-------- TASK INPUTS

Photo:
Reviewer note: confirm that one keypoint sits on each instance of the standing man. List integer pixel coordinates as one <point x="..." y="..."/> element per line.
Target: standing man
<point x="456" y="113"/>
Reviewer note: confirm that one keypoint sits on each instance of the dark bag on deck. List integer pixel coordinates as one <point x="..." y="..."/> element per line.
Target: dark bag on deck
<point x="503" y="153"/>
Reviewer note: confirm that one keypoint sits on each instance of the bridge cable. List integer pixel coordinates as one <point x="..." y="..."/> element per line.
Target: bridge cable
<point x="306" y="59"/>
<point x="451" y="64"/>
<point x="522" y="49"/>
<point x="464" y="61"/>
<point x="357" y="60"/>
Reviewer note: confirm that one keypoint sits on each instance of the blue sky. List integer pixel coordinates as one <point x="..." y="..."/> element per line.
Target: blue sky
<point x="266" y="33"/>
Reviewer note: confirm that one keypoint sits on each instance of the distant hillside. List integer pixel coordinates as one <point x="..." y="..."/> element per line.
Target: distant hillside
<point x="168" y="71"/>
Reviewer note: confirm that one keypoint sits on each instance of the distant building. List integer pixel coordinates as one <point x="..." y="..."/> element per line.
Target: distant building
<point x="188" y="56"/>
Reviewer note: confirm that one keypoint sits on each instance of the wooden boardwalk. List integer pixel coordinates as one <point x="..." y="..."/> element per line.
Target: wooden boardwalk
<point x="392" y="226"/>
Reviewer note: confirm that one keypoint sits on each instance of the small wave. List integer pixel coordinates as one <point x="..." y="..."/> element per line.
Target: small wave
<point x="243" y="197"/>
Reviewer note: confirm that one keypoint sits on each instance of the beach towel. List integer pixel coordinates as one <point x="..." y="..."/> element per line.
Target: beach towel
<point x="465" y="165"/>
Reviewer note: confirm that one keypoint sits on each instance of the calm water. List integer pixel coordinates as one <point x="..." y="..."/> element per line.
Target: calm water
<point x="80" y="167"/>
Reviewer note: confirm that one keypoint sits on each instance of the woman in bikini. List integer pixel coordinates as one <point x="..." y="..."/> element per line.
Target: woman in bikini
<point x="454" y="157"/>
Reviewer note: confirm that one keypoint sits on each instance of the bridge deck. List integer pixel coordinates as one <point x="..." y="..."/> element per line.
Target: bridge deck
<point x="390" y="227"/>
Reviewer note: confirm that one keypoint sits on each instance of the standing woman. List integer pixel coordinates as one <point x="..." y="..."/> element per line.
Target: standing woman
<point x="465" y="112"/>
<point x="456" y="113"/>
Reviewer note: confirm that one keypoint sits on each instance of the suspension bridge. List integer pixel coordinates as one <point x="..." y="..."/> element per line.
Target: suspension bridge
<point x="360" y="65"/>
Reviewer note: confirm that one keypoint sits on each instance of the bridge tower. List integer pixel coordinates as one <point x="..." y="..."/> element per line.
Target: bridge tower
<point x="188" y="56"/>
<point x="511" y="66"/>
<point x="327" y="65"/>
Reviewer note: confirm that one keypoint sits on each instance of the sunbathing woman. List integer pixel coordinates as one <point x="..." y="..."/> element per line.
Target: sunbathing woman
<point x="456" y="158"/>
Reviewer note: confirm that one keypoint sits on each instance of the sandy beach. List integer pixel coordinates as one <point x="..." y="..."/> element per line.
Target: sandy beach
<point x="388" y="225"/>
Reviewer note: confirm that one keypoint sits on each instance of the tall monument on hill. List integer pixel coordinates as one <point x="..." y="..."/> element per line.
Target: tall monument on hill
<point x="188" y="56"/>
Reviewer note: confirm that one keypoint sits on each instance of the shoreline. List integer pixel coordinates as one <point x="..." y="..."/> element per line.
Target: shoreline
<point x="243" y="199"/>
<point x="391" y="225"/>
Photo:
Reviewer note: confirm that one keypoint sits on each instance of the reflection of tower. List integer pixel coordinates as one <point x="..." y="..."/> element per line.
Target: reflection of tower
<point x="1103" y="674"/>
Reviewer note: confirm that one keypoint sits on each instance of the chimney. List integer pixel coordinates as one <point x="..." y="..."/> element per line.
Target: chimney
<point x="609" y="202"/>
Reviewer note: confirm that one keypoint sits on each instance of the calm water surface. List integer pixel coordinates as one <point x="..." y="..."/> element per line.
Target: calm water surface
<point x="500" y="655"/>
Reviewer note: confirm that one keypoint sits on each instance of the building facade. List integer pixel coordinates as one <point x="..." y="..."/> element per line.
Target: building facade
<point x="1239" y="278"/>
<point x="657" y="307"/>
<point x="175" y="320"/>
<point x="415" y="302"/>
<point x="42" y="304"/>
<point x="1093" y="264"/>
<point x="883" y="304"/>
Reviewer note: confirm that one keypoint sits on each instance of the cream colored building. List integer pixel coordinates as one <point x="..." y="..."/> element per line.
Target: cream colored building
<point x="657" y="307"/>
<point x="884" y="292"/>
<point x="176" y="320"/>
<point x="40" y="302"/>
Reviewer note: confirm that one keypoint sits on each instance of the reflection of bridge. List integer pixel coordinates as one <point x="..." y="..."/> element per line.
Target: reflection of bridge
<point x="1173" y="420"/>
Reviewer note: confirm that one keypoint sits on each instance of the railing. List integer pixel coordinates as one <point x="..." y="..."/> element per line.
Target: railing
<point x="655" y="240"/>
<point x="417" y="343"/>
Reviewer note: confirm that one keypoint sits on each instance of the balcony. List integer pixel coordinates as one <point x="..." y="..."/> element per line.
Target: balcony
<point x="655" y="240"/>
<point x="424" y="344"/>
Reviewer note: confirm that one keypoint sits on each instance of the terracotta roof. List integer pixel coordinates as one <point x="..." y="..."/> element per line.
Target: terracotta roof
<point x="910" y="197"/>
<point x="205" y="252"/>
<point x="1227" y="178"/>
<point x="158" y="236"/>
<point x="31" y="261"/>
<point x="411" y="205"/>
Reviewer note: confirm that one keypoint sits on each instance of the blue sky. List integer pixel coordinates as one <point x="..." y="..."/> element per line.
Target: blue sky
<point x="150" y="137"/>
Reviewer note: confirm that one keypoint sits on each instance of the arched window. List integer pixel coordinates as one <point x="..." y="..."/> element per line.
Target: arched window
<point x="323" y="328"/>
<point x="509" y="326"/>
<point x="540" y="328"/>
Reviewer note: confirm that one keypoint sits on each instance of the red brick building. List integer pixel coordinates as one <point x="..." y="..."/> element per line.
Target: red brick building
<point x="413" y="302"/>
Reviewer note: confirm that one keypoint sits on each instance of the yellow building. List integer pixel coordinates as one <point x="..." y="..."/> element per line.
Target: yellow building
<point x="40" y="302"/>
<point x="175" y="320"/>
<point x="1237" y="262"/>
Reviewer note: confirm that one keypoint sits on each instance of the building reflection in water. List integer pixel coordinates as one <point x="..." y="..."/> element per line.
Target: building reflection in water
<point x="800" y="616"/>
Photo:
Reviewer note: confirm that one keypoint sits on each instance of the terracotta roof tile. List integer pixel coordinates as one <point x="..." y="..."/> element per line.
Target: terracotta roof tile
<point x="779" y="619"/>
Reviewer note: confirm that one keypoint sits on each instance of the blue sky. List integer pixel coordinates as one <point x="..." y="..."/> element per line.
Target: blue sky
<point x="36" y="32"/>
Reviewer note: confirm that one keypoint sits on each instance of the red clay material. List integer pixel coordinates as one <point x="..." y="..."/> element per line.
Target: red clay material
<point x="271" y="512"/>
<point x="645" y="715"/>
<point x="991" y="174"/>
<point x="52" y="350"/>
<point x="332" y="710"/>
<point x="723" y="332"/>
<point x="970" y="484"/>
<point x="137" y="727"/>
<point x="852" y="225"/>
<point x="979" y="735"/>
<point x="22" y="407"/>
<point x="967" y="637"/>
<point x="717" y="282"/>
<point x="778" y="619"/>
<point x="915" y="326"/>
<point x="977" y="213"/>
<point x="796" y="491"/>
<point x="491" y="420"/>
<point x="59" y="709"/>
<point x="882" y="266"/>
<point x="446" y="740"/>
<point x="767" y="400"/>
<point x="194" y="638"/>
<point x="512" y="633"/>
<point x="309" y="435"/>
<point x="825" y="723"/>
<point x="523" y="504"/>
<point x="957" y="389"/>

----------------

(TO BE DONE): Return, word for word, each line from the line that contains "the red clay" to the end of the listing above; include both end lines and nothing else.

(FULL ANSWER):
Reviewer note: confirm that one keypoint sits on each instance of the red clay material. List integer pixel coordinates as one <point x="..." y="..."/> element per line.
Target: red clay material
<point x="271" y="512"/>
<point x="645" y="715"/>
<point x="991" y="174"/>
<point x="52" y="350"/>
<point x="332" y="710"/>
<point x="723" y="332"/>
<point x="970" y="484"/>
<point x="137" y="727"/>
<point x="852" y="225"/>
<point x="979" y="735"/>
<point x="22" y="407"/>
<point x="967" y="637"/>
<point x="717" y="282"/>
<point x="778" y="619"/>
<point x="915" y="326"/>
<point x="977" y="213"/>
<point x="796" y="491"/>
<point x="491" y="420"/>
<point x="59" y="709"/>
<point x="882" y="266"/>
<point x="446" y="740"/>
<point x="767" y="400"/>
<point x="194" y="638"/>
<point x="512" y="633"/>
<point x="309" y="435"/>
<point x="825" y="723"/>
<point x="523" y="504"/>
<point x="957" y="389"/>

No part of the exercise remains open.